## Stated goal
In the records below, please rewrite the lines from the one containing "Exercise. Pick out the road" up to and including the one containing "<point>224,510</point>". Copy every line in full, but multiply each coordinate in the answers by 1.8 and round to a whole number, with halves rounding up.

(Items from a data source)
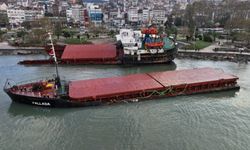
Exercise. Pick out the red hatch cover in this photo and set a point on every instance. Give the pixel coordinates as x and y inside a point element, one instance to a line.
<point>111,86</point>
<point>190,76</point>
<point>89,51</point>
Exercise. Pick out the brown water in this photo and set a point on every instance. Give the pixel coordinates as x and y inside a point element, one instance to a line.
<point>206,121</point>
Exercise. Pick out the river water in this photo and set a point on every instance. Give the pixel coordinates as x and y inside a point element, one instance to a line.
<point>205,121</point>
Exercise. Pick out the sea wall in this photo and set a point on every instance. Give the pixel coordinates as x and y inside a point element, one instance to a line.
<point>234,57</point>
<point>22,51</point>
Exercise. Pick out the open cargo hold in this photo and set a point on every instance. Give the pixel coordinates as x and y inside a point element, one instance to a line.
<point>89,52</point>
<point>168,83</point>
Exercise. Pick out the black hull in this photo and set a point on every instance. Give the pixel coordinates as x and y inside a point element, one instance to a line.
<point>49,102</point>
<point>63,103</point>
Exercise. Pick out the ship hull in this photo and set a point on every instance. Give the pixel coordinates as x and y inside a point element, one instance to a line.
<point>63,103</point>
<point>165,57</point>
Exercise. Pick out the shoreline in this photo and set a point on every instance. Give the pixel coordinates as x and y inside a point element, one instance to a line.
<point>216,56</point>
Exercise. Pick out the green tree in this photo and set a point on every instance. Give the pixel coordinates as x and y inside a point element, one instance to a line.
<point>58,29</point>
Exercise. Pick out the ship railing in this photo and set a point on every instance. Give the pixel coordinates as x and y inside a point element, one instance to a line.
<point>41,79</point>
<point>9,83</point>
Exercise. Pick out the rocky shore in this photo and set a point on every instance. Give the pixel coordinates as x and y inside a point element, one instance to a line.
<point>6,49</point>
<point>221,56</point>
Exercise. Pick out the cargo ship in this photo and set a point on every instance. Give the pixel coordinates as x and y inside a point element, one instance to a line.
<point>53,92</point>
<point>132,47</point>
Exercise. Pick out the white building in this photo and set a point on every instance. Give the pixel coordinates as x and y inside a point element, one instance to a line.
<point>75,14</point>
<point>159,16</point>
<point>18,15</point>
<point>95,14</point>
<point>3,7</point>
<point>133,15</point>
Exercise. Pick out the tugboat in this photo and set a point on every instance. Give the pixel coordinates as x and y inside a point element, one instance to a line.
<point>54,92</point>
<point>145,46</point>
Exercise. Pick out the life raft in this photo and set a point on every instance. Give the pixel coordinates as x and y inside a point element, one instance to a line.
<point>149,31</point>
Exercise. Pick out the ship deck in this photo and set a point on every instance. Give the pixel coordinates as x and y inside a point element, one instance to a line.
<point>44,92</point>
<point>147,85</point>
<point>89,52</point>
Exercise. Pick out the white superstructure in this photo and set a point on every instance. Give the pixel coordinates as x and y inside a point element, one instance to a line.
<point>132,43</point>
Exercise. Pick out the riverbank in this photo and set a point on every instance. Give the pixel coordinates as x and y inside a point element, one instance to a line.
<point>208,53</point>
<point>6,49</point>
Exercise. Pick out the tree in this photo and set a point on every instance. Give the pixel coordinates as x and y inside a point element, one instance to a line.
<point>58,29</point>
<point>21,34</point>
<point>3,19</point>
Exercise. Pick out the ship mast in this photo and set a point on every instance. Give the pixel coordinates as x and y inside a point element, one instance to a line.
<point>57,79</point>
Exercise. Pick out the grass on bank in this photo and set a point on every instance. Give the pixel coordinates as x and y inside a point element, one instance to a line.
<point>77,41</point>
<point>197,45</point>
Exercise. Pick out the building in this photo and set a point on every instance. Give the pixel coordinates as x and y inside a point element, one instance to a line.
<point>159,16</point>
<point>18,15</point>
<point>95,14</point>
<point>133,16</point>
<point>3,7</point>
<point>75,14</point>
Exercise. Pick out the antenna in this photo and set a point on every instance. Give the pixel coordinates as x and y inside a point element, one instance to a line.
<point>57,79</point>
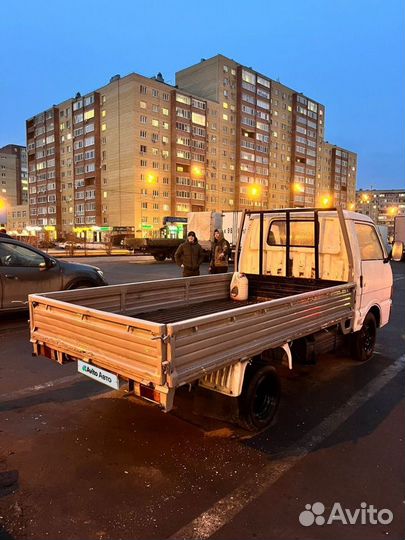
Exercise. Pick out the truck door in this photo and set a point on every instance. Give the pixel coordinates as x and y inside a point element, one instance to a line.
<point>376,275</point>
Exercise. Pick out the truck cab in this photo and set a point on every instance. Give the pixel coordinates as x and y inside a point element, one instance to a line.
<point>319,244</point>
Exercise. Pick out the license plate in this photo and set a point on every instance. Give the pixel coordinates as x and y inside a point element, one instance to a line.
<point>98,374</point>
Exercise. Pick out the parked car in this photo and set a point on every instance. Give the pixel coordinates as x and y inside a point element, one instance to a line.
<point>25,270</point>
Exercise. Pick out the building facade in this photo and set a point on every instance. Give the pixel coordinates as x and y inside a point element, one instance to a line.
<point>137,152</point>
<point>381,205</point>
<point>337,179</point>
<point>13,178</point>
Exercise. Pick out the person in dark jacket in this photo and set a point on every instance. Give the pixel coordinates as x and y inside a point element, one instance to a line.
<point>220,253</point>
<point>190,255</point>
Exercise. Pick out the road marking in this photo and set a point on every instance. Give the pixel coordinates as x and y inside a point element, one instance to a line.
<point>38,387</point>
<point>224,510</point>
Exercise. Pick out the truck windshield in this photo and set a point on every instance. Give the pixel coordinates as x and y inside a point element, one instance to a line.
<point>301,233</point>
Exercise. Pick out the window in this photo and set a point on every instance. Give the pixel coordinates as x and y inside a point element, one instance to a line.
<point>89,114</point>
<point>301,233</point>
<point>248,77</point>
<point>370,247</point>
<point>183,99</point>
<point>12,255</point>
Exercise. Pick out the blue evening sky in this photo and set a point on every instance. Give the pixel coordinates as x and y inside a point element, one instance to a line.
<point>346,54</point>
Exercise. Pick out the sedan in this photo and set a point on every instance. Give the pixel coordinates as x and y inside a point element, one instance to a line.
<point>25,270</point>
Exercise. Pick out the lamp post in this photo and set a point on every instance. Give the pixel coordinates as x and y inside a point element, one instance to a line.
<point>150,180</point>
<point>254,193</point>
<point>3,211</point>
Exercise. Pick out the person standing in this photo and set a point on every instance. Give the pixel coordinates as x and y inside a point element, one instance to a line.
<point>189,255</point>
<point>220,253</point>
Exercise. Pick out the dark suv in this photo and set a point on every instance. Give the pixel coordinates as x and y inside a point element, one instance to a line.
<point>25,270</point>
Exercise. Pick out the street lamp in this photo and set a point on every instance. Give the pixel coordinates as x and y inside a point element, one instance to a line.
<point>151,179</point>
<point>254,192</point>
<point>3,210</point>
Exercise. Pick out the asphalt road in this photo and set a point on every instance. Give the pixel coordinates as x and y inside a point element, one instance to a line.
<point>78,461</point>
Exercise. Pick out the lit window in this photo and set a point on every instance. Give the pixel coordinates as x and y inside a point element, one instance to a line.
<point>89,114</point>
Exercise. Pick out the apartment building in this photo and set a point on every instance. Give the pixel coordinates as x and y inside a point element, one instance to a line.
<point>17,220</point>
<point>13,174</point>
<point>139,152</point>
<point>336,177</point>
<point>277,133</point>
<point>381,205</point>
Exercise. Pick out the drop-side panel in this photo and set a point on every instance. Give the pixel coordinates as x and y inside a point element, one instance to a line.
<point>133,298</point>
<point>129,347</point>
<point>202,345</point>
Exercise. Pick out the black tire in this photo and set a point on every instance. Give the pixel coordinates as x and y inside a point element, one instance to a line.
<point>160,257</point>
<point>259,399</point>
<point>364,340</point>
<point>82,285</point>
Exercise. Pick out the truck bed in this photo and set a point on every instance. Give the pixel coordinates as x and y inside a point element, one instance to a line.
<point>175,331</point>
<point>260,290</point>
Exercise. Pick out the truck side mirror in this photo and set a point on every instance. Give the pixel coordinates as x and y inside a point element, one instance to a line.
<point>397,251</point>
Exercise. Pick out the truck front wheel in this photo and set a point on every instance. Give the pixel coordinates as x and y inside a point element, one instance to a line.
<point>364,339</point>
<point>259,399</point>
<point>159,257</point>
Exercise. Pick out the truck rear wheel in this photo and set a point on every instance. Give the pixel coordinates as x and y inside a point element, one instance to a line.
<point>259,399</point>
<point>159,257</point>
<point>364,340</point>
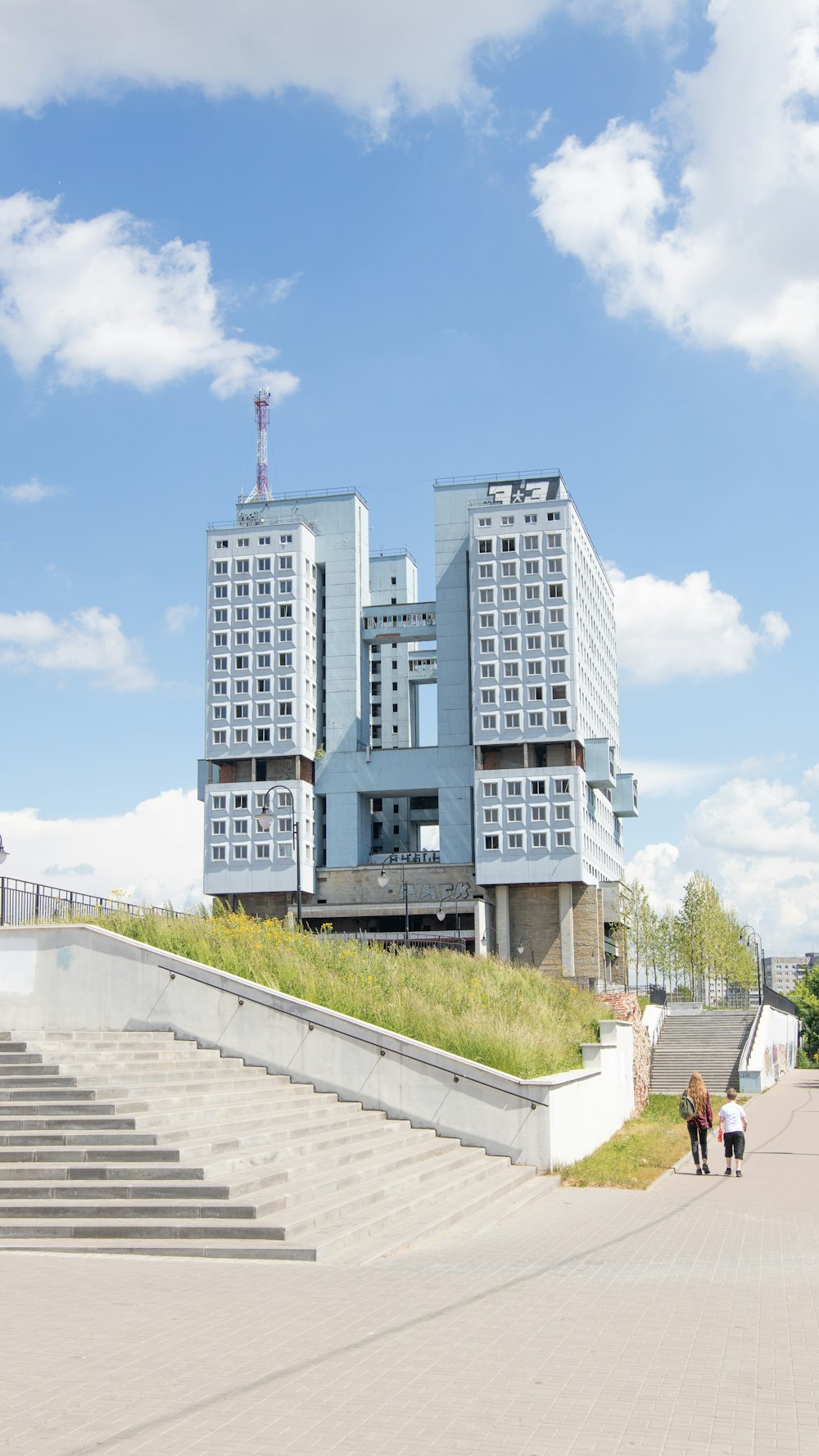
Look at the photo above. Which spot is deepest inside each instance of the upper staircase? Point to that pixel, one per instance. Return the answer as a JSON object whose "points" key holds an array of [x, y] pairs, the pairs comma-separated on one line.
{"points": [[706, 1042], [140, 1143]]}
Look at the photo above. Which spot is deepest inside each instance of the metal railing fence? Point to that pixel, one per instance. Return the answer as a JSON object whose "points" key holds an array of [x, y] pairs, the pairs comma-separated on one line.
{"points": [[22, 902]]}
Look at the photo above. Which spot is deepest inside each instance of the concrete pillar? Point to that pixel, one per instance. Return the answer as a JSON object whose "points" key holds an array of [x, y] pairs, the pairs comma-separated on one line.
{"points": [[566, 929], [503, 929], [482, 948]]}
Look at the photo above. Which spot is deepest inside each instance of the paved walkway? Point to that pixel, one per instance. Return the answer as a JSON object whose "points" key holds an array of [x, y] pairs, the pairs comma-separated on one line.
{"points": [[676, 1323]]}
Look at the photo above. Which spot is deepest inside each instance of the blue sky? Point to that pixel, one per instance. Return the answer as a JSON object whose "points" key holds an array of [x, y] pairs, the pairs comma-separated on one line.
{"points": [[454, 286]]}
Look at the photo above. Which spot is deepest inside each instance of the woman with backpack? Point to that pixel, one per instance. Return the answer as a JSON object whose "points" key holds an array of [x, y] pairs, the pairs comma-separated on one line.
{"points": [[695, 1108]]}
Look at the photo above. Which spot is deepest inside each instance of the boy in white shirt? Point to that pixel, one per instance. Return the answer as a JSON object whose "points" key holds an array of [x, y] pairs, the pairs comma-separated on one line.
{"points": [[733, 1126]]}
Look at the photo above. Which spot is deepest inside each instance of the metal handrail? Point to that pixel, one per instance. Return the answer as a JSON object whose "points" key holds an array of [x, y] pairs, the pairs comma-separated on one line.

## Result for this exercise
Exercise. Pick out the road marking in this photo and set a point on every instance. Give the pixel coordinates as x and y inside a point element, one instance to a line.
<point>68,697</point>
<point>403,918</point>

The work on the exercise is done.